Rewrite the lines of all the entries below with every occurrence of "innermost_point" changed to "deepest_point" and nothing else altered. Leave the pictures out of your answer.

+++ TASK MATERIAL +++

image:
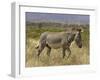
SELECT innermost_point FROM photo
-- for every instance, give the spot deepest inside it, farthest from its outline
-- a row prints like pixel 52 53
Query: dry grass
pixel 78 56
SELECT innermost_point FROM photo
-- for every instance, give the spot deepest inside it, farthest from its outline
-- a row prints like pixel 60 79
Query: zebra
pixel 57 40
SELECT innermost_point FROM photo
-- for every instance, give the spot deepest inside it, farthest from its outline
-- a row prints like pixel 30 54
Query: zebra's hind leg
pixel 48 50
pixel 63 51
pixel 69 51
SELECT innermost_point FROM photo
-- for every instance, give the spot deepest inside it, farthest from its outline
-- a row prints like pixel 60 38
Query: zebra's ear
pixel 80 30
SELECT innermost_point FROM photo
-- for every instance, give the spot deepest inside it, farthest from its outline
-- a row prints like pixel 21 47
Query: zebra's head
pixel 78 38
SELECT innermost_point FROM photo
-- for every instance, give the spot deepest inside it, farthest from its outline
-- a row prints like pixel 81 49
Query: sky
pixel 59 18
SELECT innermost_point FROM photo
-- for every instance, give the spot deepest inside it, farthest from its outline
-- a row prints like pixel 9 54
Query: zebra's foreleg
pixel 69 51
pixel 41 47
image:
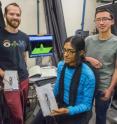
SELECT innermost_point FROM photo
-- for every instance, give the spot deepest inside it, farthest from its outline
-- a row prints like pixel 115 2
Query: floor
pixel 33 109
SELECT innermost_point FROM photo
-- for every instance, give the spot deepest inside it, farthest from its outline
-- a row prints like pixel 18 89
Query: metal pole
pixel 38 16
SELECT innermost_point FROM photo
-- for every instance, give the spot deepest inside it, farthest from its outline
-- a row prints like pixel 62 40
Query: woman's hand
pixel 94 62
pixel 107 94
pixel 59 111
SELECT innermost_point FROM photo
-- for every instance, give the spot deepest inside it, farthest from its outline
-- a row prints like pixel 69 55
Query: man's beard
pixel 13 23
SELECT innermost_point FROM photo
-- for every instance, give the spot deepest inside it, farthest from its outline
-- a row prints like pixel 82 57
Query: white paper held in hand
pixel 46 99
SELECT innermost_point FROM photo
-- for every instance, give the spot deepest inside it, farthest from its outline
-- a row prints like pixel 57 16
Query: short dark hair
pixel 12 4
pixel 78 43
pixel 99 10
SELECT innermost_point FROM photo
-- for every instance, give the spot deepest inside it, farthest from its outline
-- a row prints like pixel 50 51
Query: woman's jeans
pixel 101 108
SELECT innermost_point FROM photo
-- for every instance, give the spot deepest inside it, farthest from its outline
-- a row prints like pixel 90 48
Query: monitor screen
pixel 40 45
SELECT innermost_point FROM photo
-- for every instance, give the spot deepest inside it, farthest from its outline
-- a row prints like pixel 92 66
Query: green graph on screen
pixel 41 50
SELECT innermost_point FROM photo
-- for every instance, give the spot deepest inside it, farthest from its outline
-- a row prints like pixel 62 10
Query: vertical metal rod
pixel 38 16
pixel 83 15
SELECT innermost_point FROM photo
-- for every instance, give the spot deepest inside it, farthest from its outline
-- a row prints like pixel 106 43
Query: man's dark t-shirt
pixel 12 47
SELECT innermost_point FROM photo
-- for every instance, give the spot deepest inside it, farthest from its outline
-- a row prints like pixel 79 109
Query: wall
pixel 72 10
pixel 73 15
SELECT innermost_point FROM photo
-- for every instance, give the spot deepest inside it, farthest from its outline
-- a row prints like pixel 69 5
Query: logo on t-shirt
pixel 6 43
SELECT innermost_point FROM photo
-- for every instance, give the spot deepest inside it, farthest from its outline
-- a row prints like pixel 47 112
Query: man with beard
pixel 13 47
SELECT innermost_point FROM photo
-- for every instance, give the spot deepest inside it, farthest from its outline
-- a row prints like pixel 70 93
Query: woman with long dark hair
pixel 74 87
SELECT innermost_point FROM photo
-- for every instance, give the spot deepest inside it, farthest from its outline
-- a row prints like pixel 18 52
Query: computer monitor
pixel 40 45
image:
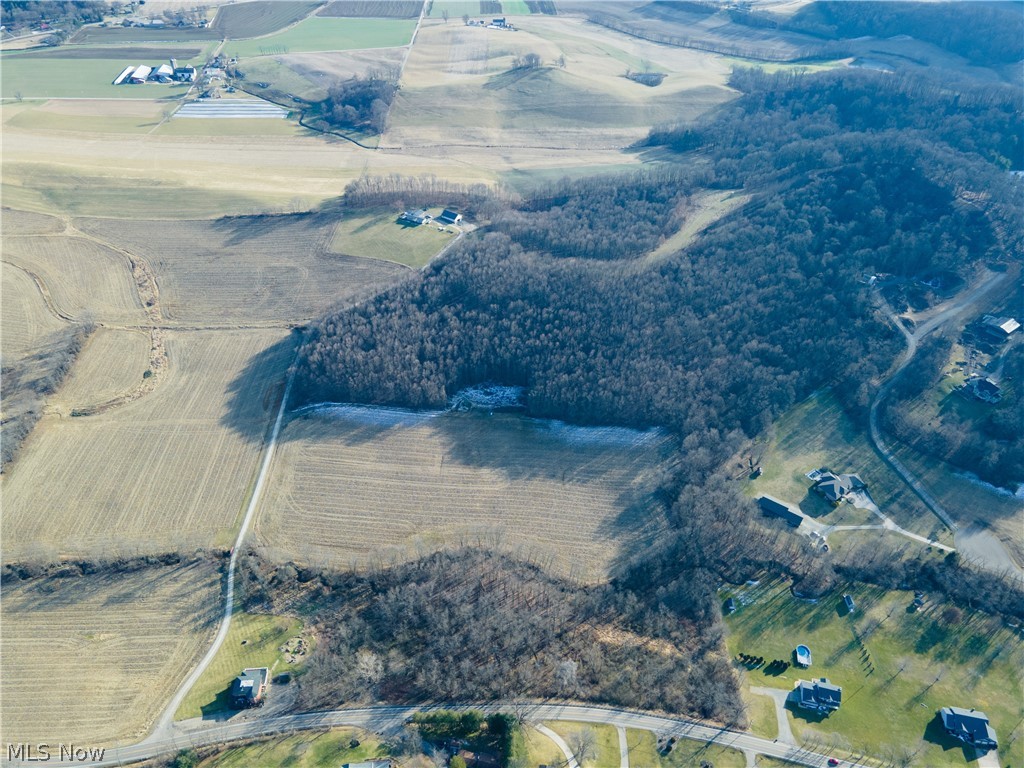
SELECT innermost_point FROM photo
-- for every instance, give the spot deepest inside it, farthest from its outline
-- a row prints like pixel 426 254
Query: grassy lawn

+++

> **WORKED SOLUTION**:
image:
SELECT deepest_point FROM photo
-- for every instance, give the spot deepest inside it, farthest from its outline
-- a row prints like pixel 52 53
Query: dry grass
pixel 78 56
SELECT deepest_point FROM photo
-- for every instance, give the spot deepest inside it, farthest from its outline
-- a row prints like pixel 60 79
Query: zebra
pixel 57 40
SELECT deepest_point FROM photo
-- for every instance, give the spot deepest inside it, farthest from its outline
-- a row prints like pixel 30 54
Query: zebra's hind leg
pixel 48 50
pixel 63 51
pixel 69 51
SELECT deepest_point FROM photo
-- for every instance, give the spot deepest inside it, farthest from its outline
-- a row prints like pixel 60 38
Query: zebra's ear
pixel 80 30
SELECT deepest_point FROM photo
-- for every instance, give the spot deepest inside it, farthest from its outline
-- a row prints like pixel 21 47
Query: zebra's head
pixel 78 38
SELECT deepest_point FROM photo
-- for every instance, give the spot deepest inside it, farthest from its outline
-- a row prints like pixel 81 49
Query: sky
pixel 59 18
SELECT deepest_point FROM photo
-- for every instance, give the spot deepest inside it, farthest from its outline
-- a row prints like pixel 9 54
Query: zebra's foreleg
pixel 69 51
pixel 41 47
image:
SELECT deepest_point FROM photo
-- for every instance, give the spot deepest inside it, farthest from its outline
-- a row prints like pixel 115 2
Query: floor
pixel 33 109
SELECT deepest_point FROM photo
-- for every instance, give the spot deepest inside it, farthest from its outline
-- a row prints like pixel 18 89
Query: metal pole
pixel 38 16
SELECT deepest_point FROM photo
-- for every instance, give the spot deepest inside it, farthest from its outline
-- a row prints like pixel 62 40
Query: woman's hand
pixel 94 62
pixel 107 94
pixel 59 111
SELECT deepest_point FROM photo
-- for every instance, give the spot deepest inside it, farthest from its outline
-- a row prints like pixel 69 55
Query: man's beard
pixel 13 23
SELECT deepest_point FROM photo
-- for every instance, give the spot deepest inside it, farthest from its outline
-- a row prints like pixel 82 57
Query: white paper held in hand
pixel 46 99
SELECT deepest_point FROM photo
-- for every instance, give the spot deepest inside it, farthest from its outline
-- a row prints like pixel 57 16
Query: short dark hair
pixel 12 4
pixel 78 43
pixel 99 10
SELECT deepest_point FROM photo
-- for every instance, give the spot deepest inside it, farthest from its outline
-- a row prints like pixel 50 51
Query: woman's jeans
pixel 101 108
SELECT deepest_point FROM photo
-- for every instance, give the spot deepest inside it, farthest from its outline
-- a row prints like pixel 90 48
Query: monitor screen
pixel 40 45
SELECT deepest_point FROM photo
-- for every instance, give the spot deepest inside it, farthest from its outline
-- a row prints like pixel 92 66
Query: green graph on screen
pixel 41 50
SELECT deepest_point FROM photo
-- for every instance, give the spot deepest inside it, farthest from its outline
-- a row prints like pixel 62 10
Query: vertical metal rod
pixel 38 16
pixel 83 15
SELECT deepest_point FROM photo
-- for every instance, give the spot deepest inside it, farthest from its outline
-- a row prints like pixel 106 43
Query: man's dark t-shirt
pixel 12 47
SELECT deepest_point FROM photo
-- for every instance, give the spot deepest inside it, farthest from its outline
-- a row prints like pixel 79 109
Query: wall
pixel 72 10
pixel 73 15
SELECT deepest_point FROM photo
-- for every instance, give the spot deepest inside it, farthest from its outline
-- a row prints like pixel 69 5
Query: logo on t-shirt
pixel 6 43
SELECT deepest_point FROM photo
-- for every instance, give the spot deepest inside it, farthest from its outline
-- a row prints like pixel 47 112
Query: man with beard
pixel 13 47
SELECT deepest_point FROM photo
-- for every instance, give the spot deepest inside it, farthest from its outline
-- a row prints like pixel 70 93
Query: woman with long dark hair
pixel 74 87
SELECT deepest_point FROM photo
-- for every instance, give the spot deepest inside it, farthest from its outline
-- a row prints like pixel 18 52
Query: computer monitor
pixel 40 45
image:
SELECT deepest_point FROM photo
-- for every instance, give the spot deepest inside it, farthest from its outline
-- a row prints like pixel 426 254
Query: grassy lawn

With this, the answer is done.